== YOUR ASSIGNMENT ==
Would you retype the line that contains "Return a point for each instance of the white" and all lines following it to the end of the entries below, exactly and without pictures?

== TASK INPUTS ==
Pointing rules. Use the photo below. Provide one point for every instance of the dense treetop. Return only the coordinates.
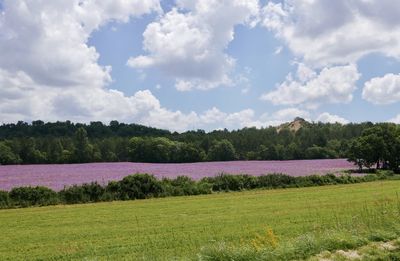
(67, 142)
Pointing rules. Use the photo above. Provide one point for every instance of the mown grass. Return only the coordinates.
(178, 228)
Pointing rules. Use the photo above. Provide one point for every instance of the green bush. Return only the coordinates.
(74, 195)
(33, 196)
(139, 186)
(5, 201)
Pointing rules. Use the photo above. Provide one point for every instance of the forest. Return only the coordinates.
(366, 144)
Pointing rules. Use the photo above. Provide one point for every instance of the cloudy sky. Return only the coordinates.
(190, 64)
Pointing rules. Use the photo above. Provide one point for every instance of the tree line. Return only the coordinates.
(142, 186)
(67, 142)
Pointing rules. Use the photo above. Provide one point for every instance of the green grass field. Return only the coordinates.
(179, 227)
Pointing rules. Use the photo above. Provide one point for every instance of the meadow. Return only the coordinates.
(184, 227)
(57, 176)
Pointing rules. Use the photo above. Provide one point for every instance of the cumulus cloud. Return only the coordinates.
(326, 32)
(330, 118)
(48, 71)
(248, 118)
(188, 43)
(307, 87)
(383, 90)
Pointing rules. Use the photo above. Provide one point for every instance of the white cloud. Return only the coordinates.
(188, 43)
(326, 33)
(331, 85)
(330, 118)
(248, 118)
(49, 72)
(383, 90)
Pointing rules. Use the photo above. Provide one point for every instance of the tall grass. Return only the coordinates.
(380, 222)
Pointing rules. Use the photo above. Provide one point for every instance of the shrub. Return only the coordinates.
(225, 182)
(276, 181)
(139, 186)
(74, 195)
(4, 199)
(33, 196)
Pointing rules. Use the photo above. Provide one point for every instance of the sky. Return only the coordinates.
(200, 64)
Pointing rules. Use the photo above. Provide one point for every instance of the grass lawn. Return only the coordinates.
(179, 227)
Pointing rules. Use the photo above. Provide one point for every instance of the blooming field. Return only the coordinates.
(58, 176)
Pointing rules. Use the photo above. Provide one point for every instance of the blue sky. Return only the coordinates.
(189, 64)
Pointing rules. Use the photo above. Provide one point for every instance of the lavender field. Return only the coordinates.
(58, 176)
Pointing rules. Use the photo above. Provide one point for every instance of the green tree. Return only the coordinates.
(7, 156)
(222, 151)
(83, 149)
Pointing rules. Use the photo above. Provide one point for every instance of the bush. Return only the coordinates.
(33, 196)
(226, 182)
(90, 192)
(4, 199)
(74, 195)
(139, 186)
(276, 181)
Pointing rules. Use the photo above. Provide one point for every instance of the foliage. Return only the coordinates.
(379, 146)
(5, 201)
(33, 196)
(67, 142)
(142, 186)
(182, 228)
(222, 151)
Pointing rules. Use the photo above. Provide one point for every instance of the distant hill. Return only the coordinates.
(293, 126)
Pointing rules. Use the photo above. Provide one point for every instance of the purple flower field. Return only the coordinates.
(58, 176)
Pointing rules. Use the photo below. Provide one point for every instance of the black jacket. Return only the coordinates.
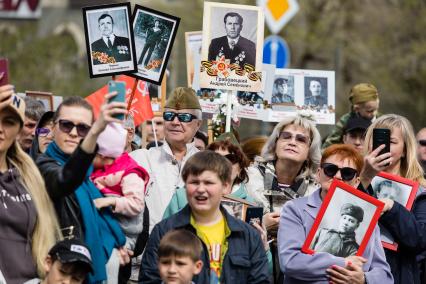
(244, 262)
(409, 231)
(61, 182)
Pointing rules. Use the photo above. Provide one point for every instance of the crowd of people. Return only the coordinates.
(84, 203)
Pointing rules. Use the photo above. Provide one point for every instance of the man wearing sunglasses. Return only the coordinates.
(421, 148)
(182, 119)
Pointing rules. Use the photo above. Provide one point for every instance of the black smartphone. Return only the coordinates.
(4, 72)
(120, 88)
(381, 136)
(254, 215)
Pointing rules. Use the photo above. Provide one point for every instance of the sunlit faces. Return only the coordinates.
(204, 192)
(325, 181)
(178, 269)
(293, 149)
(367, 110)
(233, 27)
(177, 132)
(68, 142)
(9, 128)
(27, 133)
(347, 224)
(315, 88)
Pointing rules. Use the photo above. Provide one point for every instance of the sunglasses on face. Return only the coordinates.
(182, 117)
(42, 132)
(346, 173)
(67, 126)
(287, 136)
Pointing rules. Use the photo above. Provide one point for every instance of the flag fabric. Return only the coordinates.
(140, 108)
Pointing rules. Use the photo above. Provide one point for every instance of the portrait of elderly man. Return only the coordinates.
(281, 92)
(341, 241)
(233, 46)
(315, 95)
(114, 46)
(182, 119)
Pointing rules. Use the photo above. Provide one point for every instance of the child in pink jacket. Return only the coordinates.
(121, 180)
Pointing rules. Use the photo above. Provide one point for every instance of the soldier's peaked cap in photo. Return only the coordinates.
(352, 210)
(183, 98)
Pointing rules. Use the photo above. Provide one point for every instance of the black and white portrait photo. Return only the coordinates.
(316, 92)
(283, 90)
(110, 47)
(346, 225)
(154, 36)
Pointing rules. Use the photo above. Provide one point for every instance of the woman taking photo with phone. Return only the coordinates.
(28, 223)
(66, 167)
(408, 228)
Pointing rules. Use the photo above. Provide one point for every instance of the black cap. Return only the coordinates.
(70, 251)
(357, 123)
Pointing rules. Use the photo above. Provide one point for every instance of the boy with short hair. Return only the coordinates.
(232, 250)
(179, 257)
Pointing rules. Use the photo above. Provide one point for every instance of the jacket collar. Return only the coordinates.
(183, 219)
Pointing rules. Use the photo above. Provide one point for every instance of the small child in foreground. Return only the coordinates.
(179, 257)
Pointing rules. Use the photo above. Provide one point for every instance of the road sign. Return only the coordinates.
(276, 52)
(278, 12)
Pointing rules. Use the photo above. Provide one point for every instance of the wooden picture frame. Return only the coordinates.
(398, 189)
(347, 203)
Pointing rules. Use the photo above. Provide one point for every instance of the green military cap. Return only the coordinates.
(362, 93)
(183, 98)
(352, 210)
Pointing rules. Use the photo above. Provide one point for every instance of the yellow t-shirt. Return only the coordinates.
(214, 238)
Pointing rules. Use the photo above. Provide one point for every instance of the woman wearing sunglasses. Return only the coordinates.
(344, 163)
(43, 135)
(66, 168)
(28, 223)
(285, 170)
(408, 228)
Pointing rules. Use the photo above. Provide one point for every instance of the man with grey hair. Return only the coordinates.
(182, 119)
(33, 111)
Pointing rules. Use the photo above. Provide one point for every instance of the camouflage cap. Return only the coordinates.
(362, 93)
(183, 98)
(352, 210)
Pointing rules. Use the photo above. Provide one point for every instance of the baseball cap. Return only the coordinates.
(18, 106)
(70, 251)
(357, 122)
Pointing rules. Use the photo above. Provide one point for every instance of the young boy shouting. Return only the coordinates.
(179, 257)
(232, 250)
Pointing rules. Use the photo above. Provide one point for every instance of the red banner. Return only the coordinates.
(140, 108)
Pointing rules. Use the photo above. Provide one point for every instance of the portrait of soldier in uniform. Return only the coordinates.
(340, 241)
(233, 46)
(114, 46)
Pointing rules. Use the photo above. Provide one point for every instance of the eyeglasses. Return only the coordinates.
(346, 173)
(285, 135)
(232, 158)
(42, 132)
(182, 117)
(67, 126)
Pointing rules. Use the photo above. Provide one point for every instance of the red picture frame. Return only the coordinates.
(406, 199)
(352, 194)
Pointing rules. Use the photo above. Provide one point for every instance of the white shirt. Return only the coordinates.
(164, 177)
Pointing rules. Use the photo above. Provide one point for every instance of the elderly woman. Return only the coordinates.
(408, 228)
(298, 217)
(285, 170)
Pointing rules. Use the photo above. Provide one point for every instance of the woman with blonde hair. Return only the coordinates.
(285, 170)
(408, 228)
(27, 216)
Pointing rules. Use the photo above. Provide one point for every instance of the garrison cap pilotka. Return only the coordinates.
(183, 98)
(352, 210)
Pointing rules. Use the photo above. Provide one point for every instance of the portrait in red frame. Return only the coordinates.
(399, 189)
(343, 198)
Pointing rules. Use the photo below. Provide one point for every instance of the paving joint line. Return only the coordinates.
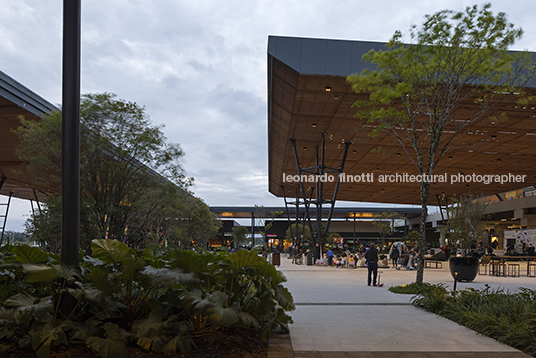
(353, 304)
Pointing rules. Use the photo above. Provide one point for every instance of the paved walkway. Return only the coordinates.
(338, 315)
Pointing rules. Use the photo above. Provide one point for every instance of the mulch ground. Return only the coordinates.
(229, 343)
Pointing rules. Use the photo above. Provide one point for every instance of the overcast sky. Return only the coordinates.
(199, 68)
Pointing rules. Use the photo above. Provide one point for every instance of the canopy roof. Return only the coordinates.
(308, 95)
(15, 101)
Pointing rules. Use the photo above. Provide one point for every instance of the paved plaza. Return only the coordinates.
(338, 315)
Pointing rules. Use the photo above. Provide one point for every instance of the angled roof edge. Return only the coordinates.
(330, 57)
(23, 97)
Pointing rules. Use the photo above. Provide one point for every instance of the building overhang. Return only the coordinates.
(308, 95)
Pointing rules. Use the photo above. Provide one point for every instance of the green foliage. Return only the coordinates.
(122, 197)
(157, 299)
(239, 234)
(508, 318)
(416, 289)
(301, 230)
(424, 94)
(383, 222)
(465, 224)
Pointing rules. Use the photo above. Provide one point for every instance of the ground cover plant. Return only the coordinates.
(509, 318)
(160, 300)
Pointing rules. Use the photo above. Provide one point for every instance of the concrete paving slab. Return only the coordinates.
(338, 315)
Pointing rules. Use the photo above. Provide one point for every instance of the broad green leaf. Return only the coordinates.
(218, 314)
(30, 255)
(248, 320)
(111, 251)
(113, 346)
(41, 273)
(168, 276)
(107, 348)
(181, 343)
(189, 261)
(246, 259)
(80, 331)
(150, 327)
(154, 343)
(104, 281)
(43, 336)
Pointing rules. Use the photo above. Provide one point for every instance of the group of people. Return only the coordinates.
(370, 254)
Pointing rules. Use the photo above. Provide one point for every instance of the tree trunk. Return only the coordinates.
(421, 246)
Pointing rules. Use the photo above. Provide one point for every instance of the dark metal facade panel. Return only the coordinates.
(339, 58)
(23, 97)
(286, 50)
(322, 56)
(313, 56)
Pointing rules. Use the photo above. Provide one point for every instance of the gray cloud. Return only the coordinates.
(199, 67)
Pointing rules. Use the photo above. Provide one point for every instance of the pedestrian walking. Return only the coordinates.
(371, 257)
(329, 255)
(395, 254)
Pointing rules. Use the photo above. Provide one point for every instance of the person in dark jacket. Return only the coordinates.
(395, 254)
(371, 257)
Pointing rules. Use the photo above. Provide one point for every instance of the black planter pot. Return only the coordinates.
(464, 268)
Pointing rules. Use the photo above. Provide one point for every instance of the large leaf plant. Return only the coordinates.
(157, 299)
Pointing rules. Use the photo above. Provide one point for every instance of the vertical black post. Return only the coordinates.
(355, 244)
(298, 239)
(70, 216)
(253, 231)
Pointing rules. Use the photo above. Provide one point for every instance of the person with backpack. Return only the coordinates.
(371, 257)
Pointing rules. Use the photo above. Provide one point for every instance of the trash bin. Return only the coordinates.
(309, 259)
(276, 259)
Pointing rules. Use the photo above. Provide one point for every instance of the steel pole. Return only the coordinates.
(70, 215)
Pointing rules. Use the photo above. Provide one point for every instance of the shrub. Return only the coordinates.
(158, 299)
(508, 318)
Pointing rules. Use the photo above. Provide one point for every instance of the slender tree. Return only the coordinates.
(239, 235)
(383, 222)
(133, 186)
(418, 92)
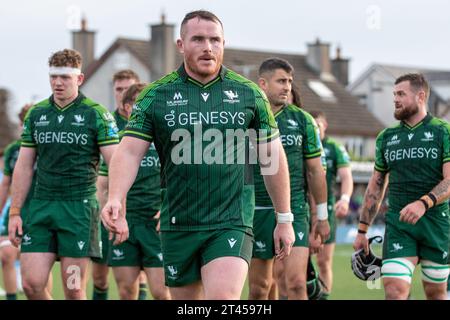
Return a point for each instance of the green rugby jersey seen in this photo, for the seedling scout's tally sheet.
(300, 137)
(336, 157)
(144, 196)
(67, 143)
(10, 158)
(121, 121)
(203, 183)
(414, 158)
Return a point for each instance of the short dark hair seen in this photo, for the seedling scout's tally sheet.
(130, 95)
(201, 15)
(66, 58)
(296, 99)
(417, 81)
(318, 114)
(23, 112)
(125, 74)
(272, 64)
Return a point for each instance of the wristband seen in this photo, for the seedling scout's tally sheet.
(363, 226)
(432, 197)
(425, 204)
(287, 217)
(14, 211)
(322, 211)
(428, 200)
(345, 197)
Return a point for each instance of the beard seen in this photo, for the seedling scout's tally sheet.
(192, 64)
(406, 112)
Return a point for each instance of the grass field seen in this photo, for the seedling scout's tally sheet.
(346, 285)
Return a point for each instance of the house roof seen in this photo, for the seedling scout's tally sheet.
(346, 116)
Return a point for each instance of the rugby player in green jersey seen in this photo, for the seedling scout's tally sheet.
(122, 80)
(206, 234)
(301, 141)
(65, 136)
(9, 253)
(413, 161)
(142, 250)
(338, 165)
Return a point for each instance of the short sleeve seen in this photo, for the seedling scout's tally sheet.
(380, 161)
(312, 148)
(27, 133)
(264, 122)
(107, 132)
(140, 124)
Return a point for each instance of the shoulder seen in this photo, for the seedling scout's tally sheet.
(441, 124)
(240, 81)
(38, 107)
(150, 90)
(12, 146)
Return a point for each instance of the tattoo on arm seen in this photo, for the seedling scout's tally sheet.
(442, 191)
(373, 197)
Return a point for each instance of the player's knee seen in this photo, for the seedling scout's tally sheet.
(8, 257)
(100, 280)
(433, 272)
(398, 268)
(297, 284)
(260, 289)
(32, 286)
(128, 291)
(160, 293)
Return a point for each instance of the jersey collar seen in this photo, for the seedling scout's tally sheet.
(183, 75)
(425, 120)
(77, 100)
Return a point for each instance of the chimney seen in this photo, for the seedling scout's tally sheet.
(84, 41)
(162, 49)
(318, 58)
(340, 67)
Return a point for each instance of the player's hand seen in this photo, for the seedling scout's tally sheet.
(412, 212)
(15, 232)
(341, 209)
(315, 245)
(157, 216)
(322, 230)
(361, 242)
(122, 232)
(110, 213)
(284, 237)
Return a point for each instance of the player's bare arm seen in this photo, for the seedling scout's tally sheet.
(439, 194)
(318, 188)
(123, 168)
(341, 206)
(21, 182)
(372, 201)
(278, 187)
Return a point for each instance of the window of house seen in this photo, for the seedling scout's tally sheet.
(322, 90)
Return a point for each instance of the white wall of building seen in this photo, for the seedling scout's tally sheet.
(99, 86)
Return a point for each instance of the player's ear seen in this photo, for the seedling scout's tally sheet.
(80, 79)
(180, 46)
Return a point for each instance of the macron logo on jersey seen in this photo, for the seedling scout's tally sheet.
(205, 96)
(394, 140)
(232, 242)
(232, 96)
(177, 100)
(429, 136)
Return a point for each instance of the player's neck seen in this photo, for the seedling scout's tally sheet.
(276, 109)
(62, 103)
(415, 119)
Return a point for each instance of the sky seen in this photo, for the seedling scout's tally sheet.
(399, 32)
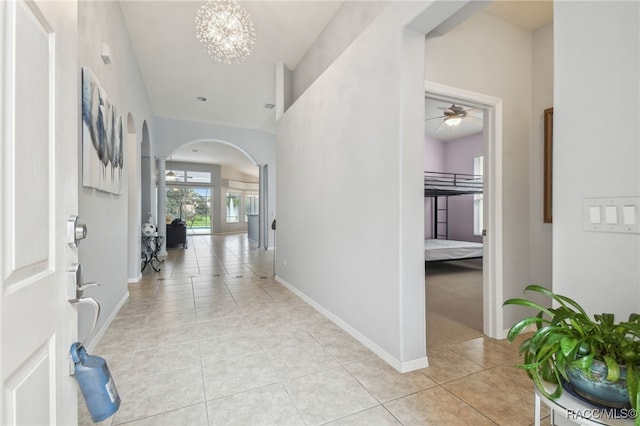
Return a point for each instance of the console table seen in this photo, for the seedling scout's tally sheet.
(580, 412)
(151, 246)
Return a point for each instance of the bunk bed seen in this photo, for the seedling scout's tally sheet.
(440, 186)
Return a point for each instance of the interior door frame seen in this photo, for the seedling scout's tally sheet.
(492, 276)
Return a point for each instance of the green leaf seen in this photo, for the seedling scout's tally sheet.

== WRITTEN RESPONSE ==
Return a point for each instance of the white wall of building seen in this photo, for the seedling scout's tally sheet.
(99, 86)
Return a point for each instance of the player's ear seen in this photo, for the seedling scout's tally sheet.
(80, 79)
(180, 46)
Return a point for each instance of the macron logo on jersey seen in this photo, for the seedling scout's tally sheet.
(205, 96)
(394, 140)
(232, 242)
(232, 96)
(177, 100)
(429, 136)
Return a point for each instance of the player's neck seen in this photo, for the seedling scout's tally sheet.
(276, 109)
(62, 103)
(415, 119)
Return a point for each instance of the sky seen in this photo, for the seedling scout's tally sheet.
(399, 32)
Return a point for each instance of the console table seen in this photo, for the seedling scout's tally sheet.
(580, 412)
(151, 246)
Return a point for each instance of the bunk bed seen in this photo, for the seedling scout's tally sheet.
(440, 186)
Return a point for each instance of the interior door frame seen in this photo, for the seedling scout's tally sheet.
(492, 276)
Return a point for each instance of the green leaf seen in this photo, for the seedling scout's tally sheet.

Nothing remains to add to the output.